**Referring expression pointing data**
__________

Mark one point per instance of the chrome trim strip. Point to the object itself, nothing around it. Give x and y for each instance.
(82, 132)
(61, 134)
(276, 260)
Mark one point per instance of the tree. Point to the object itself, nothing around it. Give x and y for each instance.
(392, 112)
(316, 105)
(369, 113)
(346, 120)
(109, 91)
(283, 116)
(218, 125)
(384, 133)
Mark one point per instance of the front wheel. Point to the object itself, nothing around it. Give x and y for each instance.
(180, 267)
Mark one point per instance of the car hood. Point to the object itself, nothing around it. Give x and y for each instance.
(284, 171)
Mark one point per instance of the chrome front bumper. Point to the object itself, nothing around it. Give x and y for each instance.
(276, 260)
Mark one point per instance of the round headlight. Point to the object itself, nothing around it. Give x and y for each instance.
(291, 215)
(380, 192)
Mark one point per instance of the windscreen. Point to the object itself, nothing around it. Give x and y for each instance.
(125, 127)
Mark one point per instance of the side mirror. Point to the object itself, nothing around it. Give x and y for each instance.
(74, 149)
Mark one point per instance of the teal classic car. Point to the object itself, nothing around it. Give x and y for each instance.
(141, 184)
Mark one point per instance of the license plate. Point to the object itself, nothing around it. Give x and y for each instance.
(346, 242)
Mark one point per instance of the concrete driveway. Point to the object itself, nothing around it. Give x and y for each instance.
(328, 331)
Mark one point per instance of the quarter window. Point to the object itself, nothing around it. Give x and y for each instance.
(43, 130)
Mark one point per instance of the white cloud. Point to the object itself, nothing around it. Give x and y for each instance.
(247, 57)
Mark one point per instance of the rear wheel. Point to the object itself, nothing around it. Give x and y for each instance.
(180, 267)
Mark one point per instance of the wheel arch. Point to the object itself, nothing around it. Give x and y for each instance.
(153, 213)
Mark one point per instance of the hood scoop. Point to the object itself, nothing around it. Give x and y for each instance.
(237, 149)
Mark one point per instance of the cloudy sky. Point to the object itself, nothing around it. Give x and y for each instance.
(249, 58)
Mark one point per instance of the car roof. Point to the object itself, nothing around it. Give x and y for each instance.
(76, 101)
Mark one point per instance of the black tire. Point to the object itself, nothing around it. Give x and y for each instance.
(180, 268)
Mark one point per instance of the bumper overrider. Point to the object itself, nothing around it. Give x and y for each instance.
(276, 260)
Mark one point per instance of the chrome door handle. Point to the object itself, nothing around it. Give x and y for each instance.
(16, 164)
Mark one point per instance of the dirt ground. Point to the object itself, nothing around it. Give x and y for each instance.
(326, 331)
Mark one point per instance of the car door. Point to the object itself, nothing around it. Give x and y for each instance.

__________

**THE TASK**
Every record should be retyped so that it matches the original exactly.

**OUTPUT OF THE EXERCISE**
Mark one point per instance of the chrome trim strip. Point to the object itself, nothing around it. Give x and y for each instance.
(82, 132)
(61, 134)
(276, 260)
Mark one point per instance of the tree. Point to the object itself, nothing around it. Give x and y for each instance.
(392, 112)
(316, 105)
(369, 113)
(346, 120)
(109, 91)
(283, 116)
(218, 125)
(384, 133)
Mark one point per instance of the front wheel. Point to the object itself, nothing around it. Give x and y for each instance.
(180, 267)
Mark one point per instance of the car hood. Point to the object itself, nothing around it. Give x and y for each instance.
(284, 171)
Mark one point per instance of the chrome front bumper. Point to the object itself, nothing around it. Give x and y for each instance.
(276, 260)
Mark one point per instance of the round headlight. Point to the object itself, nothing around it. Give x and y for each instance.
(291, 215)
(380, 192)
Mark one point per instance of the windscreen. Point to the object itself, nothing around it. Give x and y for each instance.
(125, 127)
Mark one point per instance of the side mirror. Point to the object itself, nothing around it. Give x and y for each instance.
(74, 149)
Mark one point per instance of the teal classic car. Point to the object itself, nothing around it. Give x and y for each instance.
(141, 184)
Mark one point per instance of the license plate. Point to the object itself, nothing around it. Give x and y for each instance.
(346, 242)
Mark one point per instance of the concrete driveway. Point to the object itself, nothing around it. Give x and y for each instance.
(328, 331)
Mark one point per instance of the quarter window. Point to the object itself, nothing around it. Give x and y for each instance.
(43, 130)
Mark one point per instance of the white cloud. Point to the object itself, nothing around it. Give x and y for each instance.
(247, 57)
Mark one point per instance of the rear wheel. Point to the object itself, nothing around it. Give x and y for each instance.
(180, 267)
Mark one point per instance of the wheel arch. Point to the object itself, nothing around it. Give x and y for each instance.
(153, 213)
Mark one point per instance of the hood scoop. Point to the object itself, nothing around it. Give x and y for each instance.
(237, 149)
Mark one point per instance of the cloudy sky. Point to the object itself, nothing around it. Give x and y for each instance.
(249, 58)
Mark one point per instance of the car roof. Point to the object itself, nothing around it. Give x and y for each instance.
(76, 101)
Mark one point per instance of the black tire. Point to the object itself, nothing around it. Give x and y for each instance.
(180, 268)
Mark one point per instance of the bumper overrider. Point to the object itself, nothing around it. Give x and y for each instance.
(276, 260)
Mark one point per instance of the chrome door handle. Point to the object itself, nothing around it. Give x and y for each instance.
(16, 164)
Mark one point per instance of the dirt ground. Point to the object itself, nothing around it. Give x and y for each instance.
(326, 331)
Mark one point per instance of the car door. Point to the object itself, nothing around it. Give x and y for each instance.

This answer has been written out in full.